• [Point localization data]
>>>>

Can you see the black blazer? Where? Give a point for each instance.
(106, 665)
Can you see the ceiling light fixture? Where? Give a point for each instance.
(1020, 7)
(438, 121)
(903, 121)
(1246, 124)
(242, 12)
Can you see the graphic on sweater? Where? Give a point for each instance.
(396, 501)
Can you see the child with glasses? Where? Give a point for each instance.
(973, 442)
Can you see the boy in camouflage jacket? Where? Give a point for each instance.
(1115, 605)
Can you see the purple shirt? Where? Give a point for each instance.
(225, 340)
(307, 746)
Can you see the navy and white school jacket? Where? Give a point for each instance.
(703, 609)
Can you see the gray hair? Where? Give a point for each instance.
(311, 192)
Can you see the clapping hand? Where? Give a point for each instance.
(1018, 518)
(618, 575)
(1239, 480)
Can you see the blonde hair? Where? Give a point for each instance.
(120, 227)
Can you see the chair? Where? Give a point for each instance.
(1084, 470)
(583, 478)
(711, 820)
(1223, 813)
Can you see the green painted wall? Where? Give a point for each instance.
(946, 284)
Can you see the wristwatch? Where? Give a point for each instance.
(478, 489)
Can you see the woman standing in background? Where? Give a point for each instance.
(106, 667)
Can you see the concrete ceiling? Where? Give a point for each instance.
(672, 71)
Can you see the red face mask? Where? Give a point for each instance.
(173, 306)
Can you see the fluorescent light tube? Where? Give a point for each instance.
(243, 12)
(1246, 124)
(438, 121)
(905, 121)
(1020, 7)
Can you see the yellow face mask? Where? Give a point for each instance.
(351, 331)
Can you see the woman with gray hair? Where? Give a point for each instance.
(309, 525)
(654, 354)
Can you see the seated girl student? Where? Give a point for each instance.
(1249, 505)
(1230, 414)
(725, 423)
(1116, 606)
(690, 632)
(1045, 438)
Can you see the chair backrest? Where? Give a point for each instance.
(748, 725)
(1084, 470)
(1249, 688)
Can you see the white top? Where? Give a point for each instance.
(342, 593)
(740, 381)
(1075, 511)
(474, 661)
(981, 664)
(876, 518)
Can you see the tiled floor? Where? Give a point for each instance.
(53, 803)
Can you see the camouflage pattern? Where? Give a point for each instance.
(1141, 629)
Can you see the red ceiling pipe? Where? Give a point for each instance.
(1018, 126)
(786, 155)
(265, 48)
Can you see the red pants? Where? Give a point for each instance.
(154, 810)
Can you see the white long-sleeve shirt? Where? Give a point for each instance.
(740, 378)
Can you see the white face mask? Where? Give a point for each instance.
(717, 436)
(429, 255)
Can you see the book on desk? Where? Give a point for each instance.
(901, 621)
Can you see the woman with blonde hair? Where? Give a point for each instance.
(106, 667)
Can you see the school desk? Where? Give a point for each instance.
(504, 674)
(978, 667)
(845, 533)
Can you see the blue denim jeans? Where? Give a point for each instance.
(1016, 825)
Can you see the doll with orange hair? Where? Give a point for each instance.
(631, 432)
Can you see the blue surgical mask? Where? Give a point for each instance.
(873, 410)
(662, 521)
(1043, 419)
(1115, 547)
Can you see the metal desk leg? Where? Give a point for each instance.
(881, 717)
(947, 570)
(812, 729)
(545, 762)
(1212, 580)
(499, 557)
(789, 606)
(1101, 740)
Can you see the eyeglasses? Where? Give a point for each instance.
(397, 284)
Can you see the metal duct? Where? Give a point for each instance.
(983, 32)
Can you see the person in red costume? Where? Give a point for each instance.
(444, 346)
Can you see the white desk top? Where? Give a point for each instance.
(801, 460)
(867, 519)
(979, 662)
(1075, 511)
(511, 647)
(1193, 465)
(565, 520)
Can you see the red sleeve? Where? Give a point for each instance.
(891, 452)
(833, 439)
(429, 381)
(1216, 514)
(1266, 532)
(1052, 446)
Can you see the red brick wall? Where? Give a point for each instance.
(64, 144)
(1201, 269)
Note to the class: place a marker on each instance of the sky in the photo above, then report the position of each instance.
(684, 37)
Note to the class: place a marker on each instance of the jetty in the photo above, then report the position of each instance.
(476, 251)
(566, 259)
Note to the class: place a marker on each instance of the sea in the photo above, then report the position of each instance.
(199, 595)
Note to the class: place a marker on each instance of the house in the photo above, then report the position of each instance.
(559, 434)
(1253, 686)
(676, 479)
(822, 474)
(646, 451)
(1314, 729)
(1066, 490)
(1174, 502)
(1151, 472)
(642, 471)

<<<<

• [What needs to be done] Repeat the data word for word, leaving out no line.

• [Answer to this exercise]
Can you see the black blazer? Where? Give a point for each instance.
(106, 665)
Can you see the ceiling light fixture? Where? Give a point for each instance.
(1020, 7)
(438, 121)
(903, 121)
(1246, 124)
(242, 12)
Can you see the graphic on sweater? Where? Give a point for each instance.
(396, 501)
Can you see the child with glasses? Where? Give a point for each instance.
(973, 442)
Can you see the boy in camouflage jacket? Where? Give a point for each instance.
(1115, 605)
Can you see the purple shirt? Where? Give a point for each instance.
(225, 340)
(307, 746)
Can you see the navy and white school jacket? Where? Give a point for each instance.
(703, 609)
Can you see the gray hair? Where? Give a point for each instance.
(311, 192)
Can you see the clapping hand? Where? Give a point for each instance.
(1018, 518)
(618, 575)
(1239, 480)
Can you see the blonde hair? Where? Give a point for each instance.
(120, 227)
Can you see the chair? Where? Give a point for each instance.
(1084, 470)
(583, 478)
(711, 820)
(1223, 813)
Can you see the green painted wall? Where? Give a point for each instance.
(946, 284)
Can you see the wristwatch? Where? Give a point for each instance.
(478, 489)
Can you see the woman standing in background? Where? Give a point for each instance.
(106, 667)
Can you see the concrete ceiling? Where? Give a point for each instance.
(672, 71)
Can you see the red face mask? Where? Give a point for each instance.
(173, 306)
Can you see the fluorescent light tube? Where? Give a point for each instance.
(243, 12)
(1246, 124)
(438, 121)
(905, 121)
(1020, 7)
Can you see the yellow face mask? Where? Give a point for each instance.
(351, 331)
Can you see the woman with gray hair? Where? Give a point for each instance.
(309, 525)
(654, 354)
Can you see the seated girl student? Where? Give a point for each instance.
(1249, 505)
(1230, 414)
(725, 423)
(1116, 606)
(690, 632)
(1045, 438)
Can you see the chair backrest? Where? Give a point for each instance.
(748, 725)
(1084, 470)
(1249, 688)
Can you see the white top? Where? Give a point for each instance.
(342, 593)
(740, 381)
(1075, 511)
(474, 661)
(981, 664)
(876, 518)
Can you see the tiled floor? Where? Give a point for each instance.
(53, 803)
Can you see the camouflage pattern? Where? Give a point for each instance.
(1141, 629)
Can you see the red ceiling pipe? Where? Give a point for each instance.
(1018, 126)
(786, 155)
(265, 48)
Can you see the red pants? Where? Give a point for each instance.
(154, 810)
Can you see the white long-sleeve shirt? Where? Give a point for each instance.
(740, 378)
Can you see the white face mask? Where? Give a point for each instance.
(717, 436)
(429, 255)
Can you see the book on desk? Where? Give a point for each instance.
(901, 621)
Can you see the woman with blonde hair? Where? Give a point for each instance.
(106, 667)
Can you see the school desk? Where? Give a point for each instance.
(504, 674)
(978, 667)
(845, 533)
Can you see the blue denim jeans? Where? Give a point for each instance.
(1016, 825)
Can you see the doll with orange hair? Where? Give a point for each instance.
(631, 432)
Can you see the blue surgical mask? Where? Give a point for each instance.
(873, 410)
(662, 521)
(1043, 419)
(1115, 547)
Can you see the metal desk leg? Where? Give a point for each instance.
(881, 717)
(947, 570)
(812, 729)
(545, 762)
(1212, 580)
(499, 557)
(789, 606)
(1101, 740)
Can you see the eyeglasses? Where? Give a point for each instance.
(397, 284)
Can you see the metal duct? Where? Give a point for each instance.
(983, 32)
Can you see the person in red costume? Where? Give a point for each instance.
(444, 346)
Can you see the white desk top? Where? Give a point for each instance.
(801, 460)
(867, 519)
(979, 662)
(1075, 511)
(511, 647)
(1193, 465)
(565, 520)
Can you see the red sleeve? Where? Give a point for each instance.
(891, 452)
(833, 439)
(429, 381)
(1216, 514)
(1266, 532)
(1052, 446)
Can you see the red brick wall? Where? Give a point for each instance.
(64, 144)
(1201, 269)
Note to the class: place a marker on each instance of the sky in the photo above, then report the position of each instance.
(684, 37)
Note to the class: place a marker on each instance of the jetty in the photo above, then report the position of each instance.
(476, 251)
(566, 259)
Note to the class: place a marker on each instance of the sea in the photo above, then report the position of each instance.
(199, 595)
Note to the class: place a marker on each instance of the house in the photo above, then report the position of each instance.
(559, 434)
(1253, 686)
(676, 479)
(822, 474)
(646, 451)
(1314, 729)
(1066, 490)
(1174, 502)
(1151, 472)
(642, 471)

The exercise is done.